— Prompt —
Copy out every one of the records below word for word, keeping each line and its order unchanged.

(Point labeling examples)
● ● ● ●

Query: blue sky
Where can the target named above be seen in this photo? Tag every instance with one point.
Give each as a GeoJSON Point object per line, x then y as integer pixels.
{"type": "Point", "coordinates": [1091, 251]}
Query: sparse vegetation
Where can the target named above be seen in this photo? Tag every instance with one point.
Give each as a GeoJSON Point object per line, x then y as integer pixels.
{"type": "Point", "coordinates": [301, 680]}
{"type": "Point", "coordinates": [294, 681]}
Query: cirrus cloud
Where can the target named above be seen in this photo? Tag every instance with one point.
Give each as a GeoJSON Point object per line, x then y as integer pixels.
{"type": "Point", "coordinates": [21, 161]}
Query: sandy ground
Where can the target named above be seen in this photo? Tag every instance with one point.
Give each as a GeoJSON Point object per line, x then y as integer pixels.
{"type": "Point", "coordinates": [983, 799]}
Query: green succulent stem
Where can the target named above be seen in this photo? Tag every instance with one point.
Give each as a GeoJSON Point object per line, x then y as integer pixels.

● ● ● ●

— Response —
Query: blue sky
Where can the target named above be seen in this photo? Tag every instance with one point.
Give each as a GeoJSON Point object per line, x then y as integer pixels.
{"type": "Point", "coordinates": [1091, 251]}
Query: sparse vegetation
Where can the target named above be seen in this photo? Tag every instance with one point.
Give each as a GeoJSON Point object per line, x then y as integer pixels.
{"type": "Point", "coordinates": [301, 680]}
{"type": "Point", "coordinates": [294, 681]}
Query: cirrus cloud
Where can the target named above be seen in this photo? Tag every instance with one point.
Give each as a GeoJSON Point object per line, x then y as integer pixels.
{"type": "Point", "coordinates": [21, 161]}
Query: sandy ground
Where can the target named above be seen in this photo? Tag every instance with one point.
Give each as a GeoJSON Point object per line, x then y as integer pixels.
{"type": "Point", "coordinates": [983, 799]}
Query: green succulent stem
Where can the target named above be seen in this photo? Tag every instance with one point.
Give each as a GeoJSON Point object per line, x then y as integer pixels.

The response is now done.